** START INPUT FOR THIS TASK **
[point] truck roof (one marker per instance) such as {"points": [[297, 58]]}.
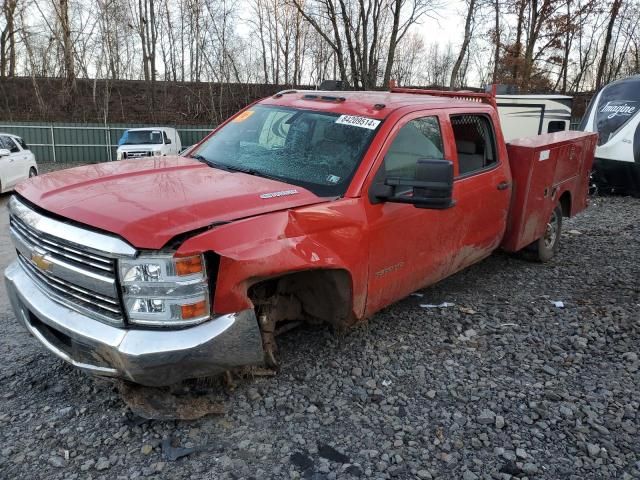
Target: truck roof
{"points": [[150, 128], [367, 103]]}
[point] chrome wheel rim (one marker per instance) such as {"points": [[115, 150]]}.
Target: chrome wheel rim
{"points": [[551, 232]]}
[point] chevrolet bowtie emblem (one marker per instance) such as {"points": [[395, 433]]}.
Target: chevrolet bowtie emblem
** END INPUT FOR THIS TASK **
** START INPUT FOR THIS TASK **
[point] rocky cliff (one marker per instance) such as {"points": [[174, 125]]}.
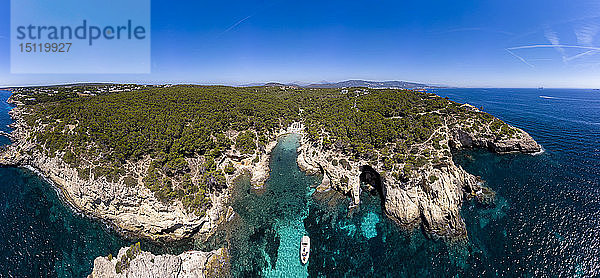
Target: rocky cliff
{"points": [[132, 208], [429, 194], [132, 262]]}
** END INPUT FOR THIS TASK **
** START INPUT FOR THIS TASK **
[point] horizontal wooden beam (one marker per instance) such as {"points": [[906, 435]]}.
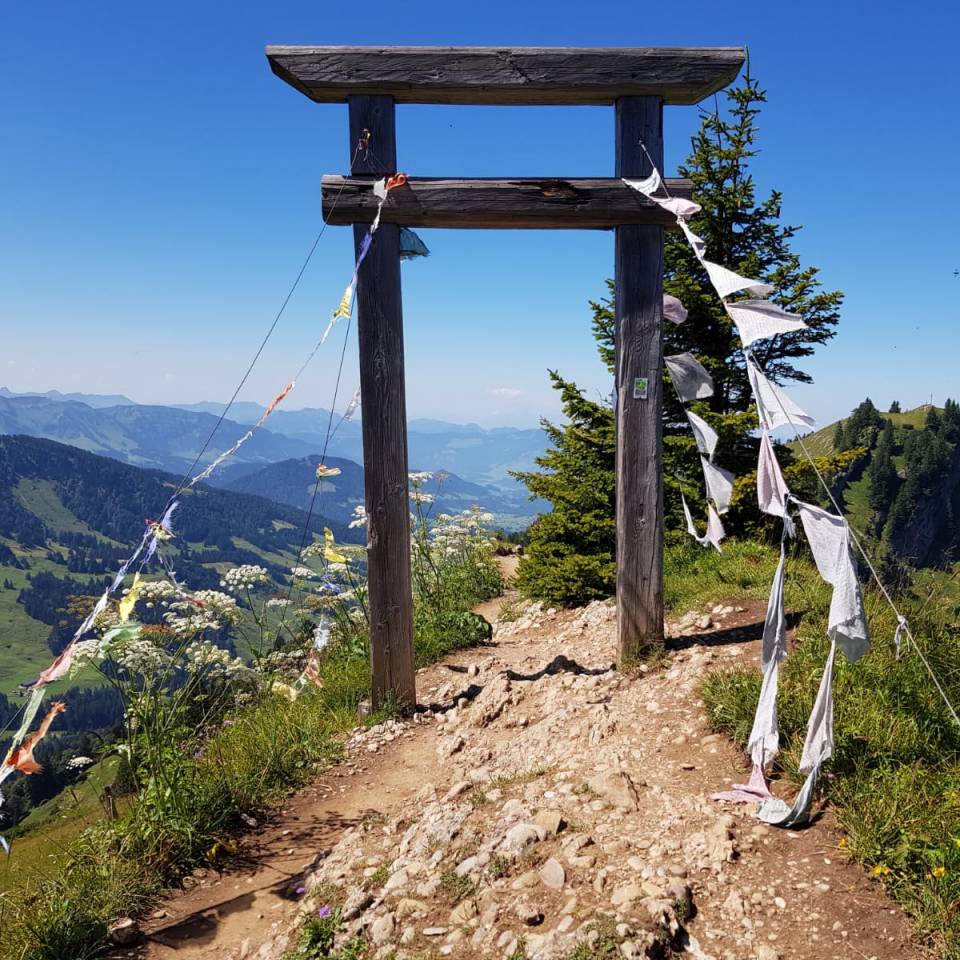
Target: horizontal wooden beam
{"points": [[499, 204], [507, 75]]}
** END INPUT FOR THIS TASK **
■ THE PROBLEM: Turn the entries above into a numbered list, starting at the line that contains "[point] truck roof" and ending with the line that contains "Target: chevrolet bowtie emblem". Skip blank lines and leave out the pictures.

■ RESULT FOR THIS EXERCISE:
1. [point] truck roof (one marker per instance) such as {"points": [[297, 58]]}.
2. Target: truck roof
3. {"points": [[150, 128], [367, 103]]}
4. [point] chrome wheel rim (one marker per instance) such as {"points": [[115, 150]]}.
5. Target: chrome wheel rim
6. {"points": [[551, 232]]}
7. [point] chevrolet bowtie emblem (one marker per instance) such as {"points": [[395, 433]]}.
8. Target: chevrolet bowtie emblem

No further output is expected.